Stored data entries
-- -- --

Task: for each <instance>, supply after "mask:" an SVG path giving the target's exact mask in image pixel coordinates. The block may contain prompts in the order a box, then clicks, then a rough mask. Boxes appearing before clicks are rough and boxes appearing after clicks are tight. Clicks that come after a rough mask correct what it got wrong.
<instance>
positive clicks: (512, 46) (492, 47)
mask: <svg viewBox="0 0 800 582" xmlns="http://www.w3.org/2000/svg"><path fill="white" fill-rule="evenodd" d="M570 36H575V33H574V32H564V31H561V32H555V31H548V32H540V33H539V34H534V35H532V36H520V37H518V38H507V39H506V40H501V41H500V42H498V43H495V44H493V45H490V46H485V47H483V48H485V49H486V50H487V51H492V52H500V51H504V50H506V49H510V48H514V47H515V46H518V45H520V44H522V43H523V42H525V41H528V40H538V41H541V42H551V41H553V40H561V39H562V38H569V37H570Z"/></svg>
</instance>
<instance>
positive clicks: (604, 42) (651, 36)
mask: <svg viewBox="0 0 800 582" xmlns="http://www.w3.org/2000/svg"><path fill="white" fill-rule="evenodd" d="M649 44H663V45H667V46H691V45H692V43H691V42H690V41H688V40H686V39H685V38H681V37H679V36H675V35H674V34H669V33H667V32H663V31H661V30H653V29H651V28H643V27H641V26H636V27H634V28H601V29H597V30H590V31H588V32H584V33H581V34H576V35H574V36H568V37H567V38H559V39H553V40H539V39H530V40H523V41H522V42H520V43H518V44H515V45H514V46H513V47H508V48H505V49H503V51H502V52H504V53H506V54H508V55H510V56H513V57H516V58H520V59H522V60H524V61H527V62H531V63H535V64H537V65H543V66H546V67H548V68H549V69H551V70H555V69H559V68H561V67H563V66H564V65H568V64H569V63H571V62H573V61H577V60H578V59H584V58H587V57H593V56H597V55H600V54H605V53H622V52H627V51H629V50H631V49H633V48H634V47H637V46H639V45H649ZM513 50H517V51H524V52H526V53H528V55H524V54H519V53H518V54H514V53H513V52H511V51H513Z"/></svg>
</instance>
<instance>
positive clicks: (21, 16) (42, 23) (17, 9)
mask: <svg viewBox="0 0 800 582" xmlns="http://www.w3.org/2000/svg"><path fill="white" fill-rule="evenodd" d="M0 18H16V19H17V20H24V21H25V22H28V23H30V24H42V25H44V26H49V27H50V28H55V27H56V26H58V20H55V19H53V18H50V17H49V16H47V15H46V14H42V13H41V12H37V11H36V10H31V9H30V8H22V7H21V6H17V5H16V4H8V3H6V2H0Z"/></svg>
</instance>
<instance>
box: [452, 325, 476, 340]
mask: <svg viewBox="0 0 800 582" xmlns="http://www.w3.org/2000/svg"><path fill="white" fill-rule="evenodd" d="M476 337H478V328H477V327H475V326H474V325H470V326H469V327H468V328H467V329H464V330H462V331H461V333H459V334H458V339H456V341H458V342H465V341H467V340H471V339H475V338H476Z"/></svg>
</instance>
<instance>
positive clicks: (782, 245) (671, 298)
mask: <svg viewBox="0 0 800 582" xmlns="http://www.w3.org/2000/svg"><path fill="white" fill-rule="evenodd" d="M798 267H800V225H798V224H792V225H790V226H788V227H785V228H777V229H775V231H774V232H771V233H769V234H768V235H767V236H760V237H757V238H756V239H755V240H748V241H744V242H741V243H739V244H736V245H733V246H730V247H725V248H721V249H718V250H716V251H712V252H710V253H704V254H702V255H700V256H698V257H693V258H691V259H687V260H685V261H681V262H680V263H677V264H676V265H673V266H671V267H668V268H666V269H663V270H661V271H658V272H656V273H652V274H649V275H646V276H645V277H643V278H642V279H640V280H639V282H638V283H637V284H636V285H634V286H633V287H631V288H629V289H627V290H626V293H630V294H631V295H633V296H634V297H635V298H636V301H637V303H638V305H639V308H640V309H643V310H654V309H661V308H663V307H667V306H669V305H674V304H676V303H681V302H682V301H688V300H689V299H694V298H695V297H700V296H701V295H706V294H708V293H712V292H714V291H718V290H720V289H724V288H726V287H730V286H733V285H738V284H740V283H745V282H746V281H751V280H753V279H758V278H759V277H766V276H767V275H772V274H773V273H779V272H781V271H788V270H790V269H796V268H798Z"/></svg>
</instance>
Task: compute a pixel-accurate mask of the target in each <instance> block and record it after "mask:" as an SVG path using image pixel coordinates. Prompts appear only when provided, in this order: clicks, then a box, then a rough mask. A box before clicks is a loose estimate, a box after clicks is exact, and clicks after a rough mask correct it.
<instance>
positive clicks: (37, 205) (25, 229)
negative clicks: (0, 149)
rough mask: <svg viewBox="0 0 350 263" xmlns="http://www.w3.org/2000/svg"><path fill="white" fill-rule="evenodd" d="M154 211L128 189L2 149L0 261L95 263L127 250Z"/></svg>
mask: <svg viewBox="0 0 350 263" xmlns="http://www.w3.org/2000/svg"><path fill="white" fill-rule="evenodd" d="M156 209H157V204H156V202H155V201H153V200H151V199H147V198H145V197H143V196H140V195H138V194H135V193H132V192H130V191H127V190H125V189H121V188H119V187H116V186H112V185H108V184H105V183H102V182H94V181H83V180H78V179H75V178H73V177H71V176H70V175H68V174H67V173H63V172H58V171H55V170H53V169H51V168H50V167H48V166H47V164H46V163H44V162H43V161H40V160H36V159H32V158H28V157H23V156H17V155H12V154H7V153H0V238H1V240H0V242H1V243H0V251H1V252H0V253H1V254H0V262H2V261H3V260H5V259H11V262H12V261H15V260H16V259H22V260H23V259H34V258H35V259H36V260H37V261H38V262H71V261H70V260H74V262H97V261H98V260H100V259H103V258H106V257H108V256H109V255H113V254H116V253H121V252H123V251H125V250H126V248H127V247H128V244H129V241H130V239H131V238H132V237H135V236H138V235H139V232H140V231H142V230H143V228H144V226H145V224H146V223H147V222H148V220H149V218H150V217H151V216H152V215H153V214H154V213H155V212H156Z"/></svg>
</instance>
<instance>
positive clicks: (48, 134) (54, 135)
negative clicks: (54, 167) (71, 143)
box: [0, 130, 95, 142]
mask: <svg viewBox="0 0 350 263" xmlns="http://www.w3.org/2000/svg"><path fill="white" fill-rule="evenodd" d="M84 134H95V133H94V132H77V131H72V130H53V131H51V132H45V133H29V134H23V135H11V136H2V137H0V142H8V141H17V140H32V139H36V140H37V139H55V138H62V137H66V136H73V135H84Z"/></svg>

-- -- --

Copy out every one of the stored data entries above, reproducing each line character for character.

Task: for each <instance>, supply after "mask:" an SVG path giving the target's exact mask in image pixel coordinates. The block may contain prompts in the order a box, then clicks, then a rough mask. Boxes appearing before clicks are rough and boxes appearing after clicks are tight. Clicks that come after a rough mask correct what it got wrong.
<instance>
positive clicks: (512, 46) (492, 47)
mask: <svg viewBox="0 0 800 582" xmlns="http://www.w3.org/2000/svg"><path fill="white" fill-rule="evenodd" d="M570 36H575V33H574V32H564V31H561V32H555V31H548V32H540V33H539V34H534V35H532V36H520V37H518V38H507V39H506V40H501V41H500V42H498V43H495V44H493V45H490V46H485V47H483V48H485V49H486V50H487V51H492V52H500V51H504V50H506V49H510V48H514V47H515V46H518V45H520V44H522V43H523V42H525V41H528V40H538V41H541V42H551V41H553V40H561V39H562V38H569V37H570Z"/></svg>
</instance>
<instance>
positive clicks: (604, 42) (651, 36)
mask: <svg viewBox="0 0 800 582" xmlns="http://www.w3.org/2000/svg"><path fill="white" fill-rule="evenodd" d="M649 44H663V45H667V46H691V45H692V43H691V42H690V41H688V40H686V39H685V38H681V37H679V36H675V35H674V34H669V33H667V32H663V31H661V30H653V29H651V28H643V27H641V26H636V27H634V28H601V29H597V30H590V31H588V32H584V33H581V34H576V35H574V36H568V37H567V38H559V39H553V40H539V39H530V40H523V41H522V42H520V43H518V44H515V45H514V46H513V47H508V48H505V49H503V51H502V52H504V53H506V54H508V55H510V56H513V57H516V58H520V59H522V60H524V61H527V62H531V63H535V64H537V65H543V66H546V67H548V68H549V69H551V70H555V69H559V68H561V67H563V66H564V65H568V64H569V63H571V62H573V61H577V60H578V59H584V58H587V57H593V56H597V55H600V54H605V53H622V52H627V51H629V50H631V49H633V48H634V47H637V46H639V45H649ZM513 50H517V51H524V52H526V53H528V55H524V54H519V53H518V54H514V53H513V52H511V51H513Z"/></svg>
</instance>
<instance>
positive clicks: (21, 16) (42, 23) (17, 9)
mask: <svg viewBox="0 0 800 582" xmlns="http://www.w3.org/2000/svg"><path fill="white" fill-rule="evenodd" d="M0 18H16V19H17V20H24V21H25V22H28V23H30V24H42V25H44V26H49V27H50V28H55V27H56V26H58V20H55V19H53V18H50V17H49V16H47V15H46V14H42V13H41V12H37V11H36V10H31V9H30V8H22V7H21V6H17V5H16V4H8V3H6V2H0Z"/></svg>
</instance>
<instance>
box: [452, 325, 476, 340]
mask: <svg viewBox="0 0 800 582" xmlns="http://www.w3.org/2000/svg"><path fill="white" fill-rule="evenodd" d="M476 337H478V328H477V327H475V326H474V325H470V326H469V327H468V328H467V329H464V330H462V331H461V333H459V334H458V339H456V341H458V342H465V341H467V340H471V339H475V338H476Z"/></svg>
</instance>
<instance>
positive clicks: (782, 245) (671, 298)
mask: <svg viewBox="0 0 800 582" xmlns="http://www.w3.org/2000/svg"><path fill="white" fill-rule="evenodd" d="M798 267H800V225H798V224H792V225H790V226H788V227H785V228H777V229H775V231H774V232H771V233H769V234H768V235H767V236H760V237H757V238H756V239H755V240H748V241H744V242H741V243H739V244H736V245H733V246H730V247H725V248H721V249H718V250H716V251H712V252H710V253H704V254H702V255H700V256H698V257H693V258H691V259H687V260H685V261H681V262H680V263H677V264H676V265H673V266H671V267H668V268H666V269H663V270H661V271H658V272H656V273H652V274H649V275H646V276H645V277H643V278H642V279H640V280H639V282H638V283H637V284H636V285H634V286H633V287H631V288H629V289H627V290H626V293H630V294H631V295H633V296H634V297H635V298H636V301H637V303H638V305H639V308H640V309H643V310H654V309H661V308H663V307H667V306H669V305H674V304H676V303H681V302H682V301H688V300H689V299H694V298H695V297H700V296H701V295H706V294H708V293H712V292H714V291H718V290H720V289H724V288H726V287H730V286H733V285H738V284H740V283H745V282H746V281H751V280H753V279H758V278H759V277H766V276H767V275H772V274H773V273H779V272H781V271H788V270H790V269H796V268H798Z"/></svg>
</instance>
Task: compute a pixel-accurate mask of the target in each <instance> block and record it after "mask:" as an SVG path using image pixel coordinates. Prompts appear only when provided, in this order: clicks, then a box, then a rough mask. A box before clicks is a loose estimate, a box after clicks is exact, and clicks after a rough mask correct it.
<instance>
positive clicks: (37, 205) (25, 229)
negative clicks: (0, 149)
rough mask: <svg viewBox="0 0 350 263" xmlns="http://www.w3.org/2000/svg"><path fill="white" fill-rule="evenodd" d="M154 211L128 189L2 149L0 261L95 263L127 250Z"/></svg>
mask: <svg viewBox="0 0 350 263" xmlns="http://www.w3.org/2000/svg"><path fill="white" fill-rule="evenodd" d="M156 209H157V204H156V202H155V201H153V200H151V199H147V198H145V197H143V196H140V195H138V194H135V193H132V192H130V191H127V190H125V189H121V188H119V187H116V186H112V185H108V184H105V183H102V182H94V181H83V180H78V179H75V178H73V177H71V176H70V175H68V174H67V173H63V172H58V171H55V170H53V169H51V168H50V167H48V166H47V164H46V163H44V162H43V161H40V160H36V159H32V158H28V157H23V156H17V155H12V154H7V153H0V238H1V240H0V242H1V243H0V251H1V252H0V253H1V254H0V262H2V261H3V260H5V259H11V262H12V261H15V260H16V259H22V260H23V259H34V258H35V259H36V260H37V261H38V262H71V261H70V260H74V262H97V261H98V260H100V259H103V258H106V257H108V256H109V255H113V254H116V253H121V252H123V251H125V250H126V248H127V247H128V244H129V241H130V239H131V238H132V237H135V236H138V235H139V232H140V231H142V230H143V228H144V226H145V224H146V223H147V222H148V220H149V218H150V217H151V216H152V215H153V214H154V213H155V212H156Z"/></svg>
</instance>
<instance>
positive clicks: (48, 134) (54, 135)
negative clicks: (54, 167) (71, 143)
box: [0, 130, 95, 142]
mask: <svg viewBox="0 0 350 263" xmlns="http://www.w3.org/2000/svg"><path fill="white" fill-rule="evenodd" d="M84 134H95V133H94V132H77V131H72V130H53V131H51V132H45V133H29V134H23V135H11V136H2V137H0V142H8V141H17V140H32V139H36V140H37V139H55V138H62V137H66V136H73V135H84Z"/></svg>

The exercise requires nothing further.